> Instructions:
(1) Rewrite the case summary from "555 F. App'x" up to and including "for declaratory/injunctive relief.", changing "Plaintiffs" to "Claimants".
(2) Extend the Title VII teacher-testing case summary past its final line.

555 F. App'x 37
2d Cir.2014Background
- Plaintiffs allege the Board discriminated under Title VII by requiring LAST tests to obtain/retain permanent teaching positions.
- District court on remand held Board liable for its use of LAST and that LAST failed validation under Title VII disparate impact.
- District court decertified some aspects of class while preserving others for declaratory/injunctive relief.
- Board challenged rulings on class certification and Ricci defense applicability to disparate impact; district court’s rulings on remand were at issue.
- This Court affirmed the district court, holding state-law mandates do not shield from Title VII liability and addressing Rule 23 certification and Ricci issues.
- The Board raised arguments on forfeiture, law of the case, and mootness which this Court addressed in light of prior precedents.

> Collected material:
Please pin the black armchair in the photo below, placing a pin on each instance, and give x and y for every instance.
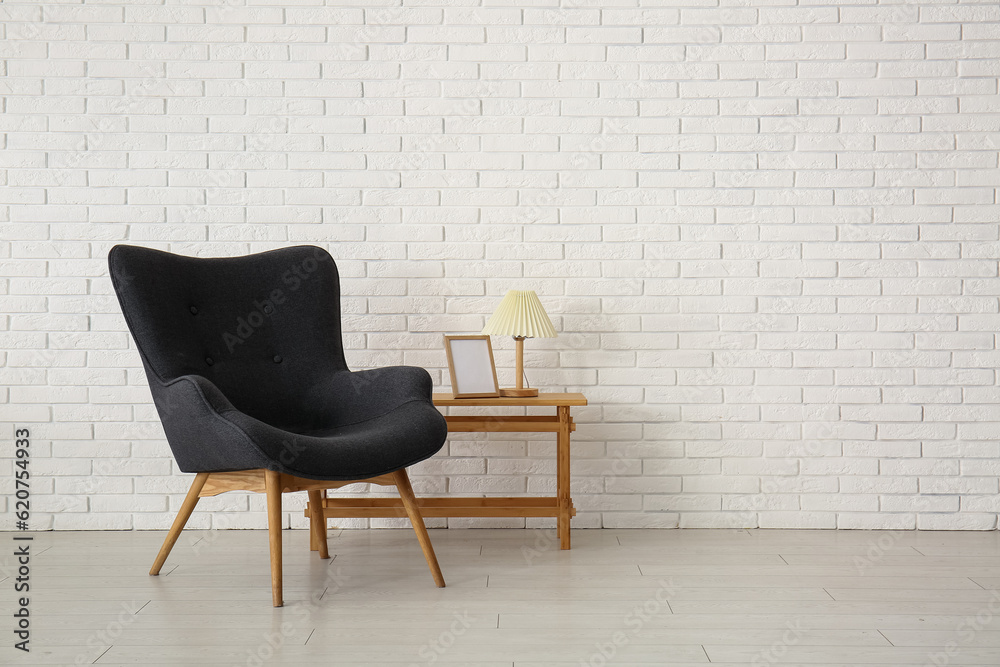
(245, 362)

> Results for each task:
(1)
555 F. App'x 37
2d Cir.2014Background
- Claimants allege the Board discriminated under Title VII by requiring LAST tests to obtain/retain permanent teaching positions.
- District court on remand held Board liable for its use of LAST and that LAST failed validation under Title VII disparate impact.
- District court decertified some aspects of class while preserving others for declaratory/injunctive relief.

(2)
Issues
| Issue | Plaintiff's Argument | Defendant's Argument | Held |
|---|---|---|---|
| Whether Title VII liability can attach for complying with a facially neutral state licensing rule | Gulino | Board | No, liability can attach; state mandates do not shield from Title VII liability. |
| Whether the district court erred in applying law-of-the-case and forfeiture principles | Gulino | Board/SED | No reversible error; law of the case and forfeiture upheld. |
| Whether partial certification under Rule 23(b)(2) was proper and whether remand remade the class to Rule 23(b)(3) determinations | Gulino | Board | Remand led to mootness of the challenged decertification; partial certification under 23(b)(2) was proper. |
| Whether Ricci defense applies to disparate impact claims | Gulino | Board | Ricci defense does not apply to disparate-impact claims (Briscoe controlling). |
Key Cases Cited
- Guardians Ass’n of N.Y.C. Police Dept. v. Civil Serv. Comm’n of City of N.Y., 630 F.2d 79 (2d Cir. 1980) (disparate-impact liability cannot be avoided by state-law requirements when Title VII prohibits discriminatory practices)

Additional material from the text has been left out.